## Data in this exercise
--- START ---

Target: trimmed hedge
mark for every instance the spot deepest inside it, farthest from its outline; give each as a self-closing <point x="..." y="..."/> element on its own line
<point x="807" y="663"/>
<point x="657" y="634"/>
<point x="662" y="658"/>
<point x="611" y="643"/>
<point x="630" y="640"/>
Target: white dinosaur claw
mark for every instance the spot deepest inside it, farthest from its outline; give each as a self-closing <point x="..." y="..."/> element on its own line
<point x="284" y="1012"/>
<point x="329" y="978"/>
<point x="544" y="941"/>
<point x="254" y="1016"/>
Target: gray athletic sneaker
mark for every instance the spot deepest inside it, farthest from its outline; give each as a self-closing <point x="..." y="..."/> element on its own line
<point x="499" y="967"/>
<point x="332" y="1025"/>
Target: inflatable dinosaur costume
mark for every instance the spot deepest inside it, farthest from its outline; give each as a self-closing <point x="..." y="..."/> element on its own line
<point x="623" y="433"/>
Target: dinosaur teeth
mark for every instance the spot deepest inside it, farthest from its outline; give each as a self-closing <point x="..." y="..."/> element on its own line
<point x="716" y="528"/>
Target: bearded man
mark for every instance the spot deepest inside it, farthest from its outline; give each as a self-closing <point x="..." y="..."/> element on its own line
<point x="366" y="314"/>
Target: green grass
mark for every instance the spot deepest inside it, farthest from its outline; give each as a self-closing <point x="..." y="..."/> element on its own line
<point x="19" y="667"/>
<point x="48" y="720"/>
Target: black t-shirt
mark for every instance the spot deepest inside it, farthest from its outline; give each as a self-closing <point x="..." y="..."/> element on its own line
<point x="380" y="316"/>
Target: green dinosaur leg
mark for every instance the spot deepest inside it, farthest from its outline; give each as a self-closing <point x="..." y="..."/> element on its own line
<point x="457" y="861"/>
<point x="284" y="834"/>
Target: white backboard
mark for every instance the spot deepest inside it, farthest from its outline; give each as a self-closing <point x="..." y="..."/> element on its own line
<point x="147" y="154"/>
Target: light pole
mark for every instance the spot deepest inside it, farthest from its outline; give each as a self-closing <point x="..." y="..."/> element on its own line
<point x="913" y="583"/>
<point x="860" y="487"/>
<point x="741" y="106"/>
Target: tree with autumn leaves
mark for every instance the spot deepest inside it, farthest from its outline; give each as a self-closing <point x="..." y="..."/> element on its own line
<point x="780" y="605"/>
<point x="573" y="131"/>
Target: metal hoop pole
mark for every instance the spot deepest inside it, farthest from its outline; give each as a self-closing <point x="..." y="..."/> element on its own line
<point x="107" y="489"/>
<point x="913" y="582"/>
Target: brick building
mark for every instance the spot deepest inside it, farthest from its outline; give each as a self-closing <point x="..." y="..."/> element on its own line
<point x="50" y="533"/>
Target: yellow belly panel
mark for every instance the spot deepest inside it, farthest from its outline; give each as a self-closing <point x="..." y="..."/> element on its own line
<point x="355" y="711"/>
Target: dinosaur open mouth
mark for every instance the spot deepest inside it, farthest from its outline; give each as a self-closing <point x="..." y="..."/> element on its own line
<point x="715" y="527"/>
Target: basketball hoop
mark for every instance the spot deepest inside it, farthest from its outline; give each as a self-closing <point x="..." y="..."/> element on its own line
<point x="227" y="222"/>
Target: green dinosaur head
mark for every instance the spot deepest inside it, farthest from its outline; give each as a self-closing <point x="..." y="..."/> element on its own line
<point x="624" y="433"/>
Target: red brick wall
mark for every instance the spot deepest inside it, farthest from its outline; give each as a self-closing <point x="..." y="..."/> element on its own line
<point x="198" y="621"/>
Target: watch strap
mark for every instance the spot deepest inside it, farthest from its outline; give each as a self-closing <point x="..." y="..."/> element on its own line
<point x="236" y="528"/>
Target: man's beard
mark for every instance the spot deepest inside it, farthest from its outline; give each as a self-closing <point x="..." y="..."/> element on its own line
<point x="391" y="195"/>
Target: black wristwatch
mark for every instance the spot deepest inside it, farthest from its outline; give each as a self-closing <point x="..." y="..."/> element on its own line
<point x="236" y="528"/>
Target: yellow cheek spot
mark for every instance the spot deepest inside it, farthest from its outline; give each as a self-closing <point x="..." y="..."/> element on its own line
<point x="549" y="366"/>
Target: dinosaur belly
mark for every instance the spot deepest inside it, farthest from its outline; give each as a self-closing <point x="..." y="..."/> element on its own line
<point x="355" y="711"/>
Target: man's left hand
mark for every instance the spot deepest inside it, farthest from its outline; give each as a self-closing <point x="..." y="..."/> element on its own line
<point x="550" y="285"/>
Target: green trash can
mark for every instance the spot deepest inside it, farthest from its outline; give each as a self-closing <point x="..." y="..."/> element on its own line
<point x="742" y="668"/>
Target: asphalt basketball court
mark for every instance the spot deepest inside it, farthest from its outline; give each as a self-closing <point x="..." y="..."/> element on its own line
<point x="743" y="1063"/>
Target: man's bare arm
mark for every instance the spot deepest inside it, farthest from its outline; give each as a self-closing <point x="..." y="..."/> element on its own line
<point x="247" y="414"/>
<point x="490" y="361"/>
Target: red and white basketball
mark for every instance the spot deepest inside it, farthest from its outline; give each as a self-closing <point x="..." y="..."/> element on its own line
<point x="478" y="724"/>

--- END ---

## Problem to solve
Using the material above, please reproduce each line exactly.

## Reply
Target: trimmed hedge
mark for every instance the spot deepest inside it, farthest from its outline; give each as a self-closing <point x="..." y="..."/> element on its own line
<point x="807" y="663"/>
<point x="657" y="634"/>
<point x="662" y="658"/>
<point x="611" y="643"/>
<point x="630" y="640"/>
Target: white dinosaur claw
mark for every instance the spot deepest inside it, farthest from its outline; give each as a self-closing <point x="..." y="..."/> element on its own line
<point x="284" y="1012"/>
<point x="329" y="978"/>
<point x="544" y="941"/>
<point x="254" y="1016"/>
Target: gray athletic sneaker
mark for every instance the spot deepest inside it, farthest from its outline; give each as a self-closing <point x="..." y="..."/> element on its own line
<point x="499" y="967"/>
<point x="332" y="1025"/>
Target: inflatable dinosaur costume
mark for every instance the spot deepest inside it, farthest from its outline; give each as a self-closing <point x="..." y="..."/> element on its own line
<point x="623" y="433"/>
Target: dinosaur teeth
mark for every instance the spot deepest inside it, farthest from its outline; give each as a self-closing <point x="..." y="..."/> element on its own line
<point x="716" y="528"/>
Target: bearded man
mark for every instance the spot deepest inside it, farthest from its outline; give each as a self-closing <point x="..." y="..."/> element on its own line
<point x="366" y="314"/>
Target: green grass
mark for every instance the spot deepest inside it, farthest from its outline; give each as a self-closing <point x="..." y="..."/> element on its own line
<point x="19" y="667"/>
<point x="48" y="720"/>
Target: black t-shirt
mark for every instance the spot deepest inside it, farthest from its outline; give each as a self-closing <point x="..." y="..."/> element on its own line
<point x="380" y="316"/>
Target: green dinosaur leg
mark for every instance the spot deepest inside it, farthest from its outline; give each as a self-closing <point x="..." y="..."/> element on its own line
<point x="457" y="861"/>
<point x="284" y="834"/>
Target: white backboard
mark for every instance the spot deepest inside it, farthest from its outline; give each as a self-closing <point x="..." y="..."/> element on its own line
<point x="147" y="154"/>
Target: light pole
mark for every instance the spot deepest inside it, farthest from its outline; give each as a self-closing <point x="..." y="..."/> element on its own line
<point x="913" y="583"/>
<point x="860" y="487"/>
<point x="741" y="106"/>
Target: tree with autumn leaves
mark for every instance the spot deepest inside it, farthest from its outline; give each as a self-closing <point x="..." y="..."/> element on its own line
<point x="780" y="605"/>
<point x="573" y="131"/>
Target: metal hoop pole
mark for every instance the spot deepest inside it, farthest from its outline; give each as a self-closing <point x="..." y="..."/> element on its own line
<point x="107" y="489"/>
<point x="913" y="582"/>
Target: brick building
mark for every instance the spot deepest inside it, farthest from its outline; give each as a self-closing <point x="..." y="..."/> element on its own line
<point x="50" y="533"/>
Target: yellow belly panel
mark for every instance the spot deepest inside it, farthest from its outline; give each as a self-closing <point x="..." y="..."/> element on its own line
<point x="355" y="711"/>
Target: dinosaur open mouth
mark for every instance the spot deepest inside it, farthest from its outline; give each as a self-closing <point x="..." y="..."/> element on its own line
<point x="715" y="527"/>
Target: basketball hoop
mark for every instance the spot deepest inside it, farthest from its outline; give each as a self-closing <point x="..." y="..."/> element on its own line
<point x="227" y="222"/>
Target: green dinosaur head
mark for every instance the spot deepest inside it, farthest from its outline; give each as a self-closing <point x="..." y="..."/> element on its own line
<point x="624" y="433"/>
Target: red brick wall
mark for every instance the spot deepest inside it, farthest from its outline; give each as a self-closing <point x="..." y="..."/> element on its own line
<point x="198" y="621"/>
Target: watch strap
mark for every instance the spot deepest inside it, farthest from its outline; give each as a self-closing <point x="..." y="..."/> element on its own line
<point x="236" y="528"/>
Target: man's beard
mark for every instance the spot deepest inside it, farthest from its outline; give each as a self-closing <point x="..." y="..."/> element on its own line
<point x="391" y="195"/>
Target: black wristwatch
mark for every instance the spot deepest inside it, farthest from its outline; give each as a self-closing <point x="..." y="..."/> element on its own line
<point x="236" y="528"/>
Target: yellow cheek spot
mark for every instance the spot deepest inside it, farthest from its outline; give each as a self-closing <point x="..." y="..."/> element on its own line
<point x="549" y="366"/>
Target: dinosaur belly
mark for every instance the spot deepest inside it, farthest from its outline; give each as a self-closing <point x="..." y="..."/> element on its own line
<point x="355" y="711"/>
Target: man's left hand
mark for every instance the spot deepest inside it, farthest from its outline; give each as a self-closing <point x="..." y="..."/> element on its own line
<point x="550" y="285"/>
Target: green trash can
mark for every instance the spot deepest inside it, farthest from its outline; give each as a self-closing <point x="..." y="..."/> element on its own line
<point x="742" y="668"/>
Target: asphalt basketball court
mark for every instance the spot deepest inside it, farthest from its outline; give each as a self-closing <point x="..." y="..."/> element on its own line
<point x="743" y="1063"/>
Target: man's bare arm
mark for every instance the spot deepest inside it, farthest from its outline; give each as a self-closing <point x="..." y="..."/> element on its own line
<point x="247" y="414"/>
<point x="490" y="361"/>
Target: red and white basketball
mark for every instance the spot deepest inside it, farthest from its outline; give each as a self-closing <point x="..." y="..."/> element on its own line
<point x="478" y="724"/>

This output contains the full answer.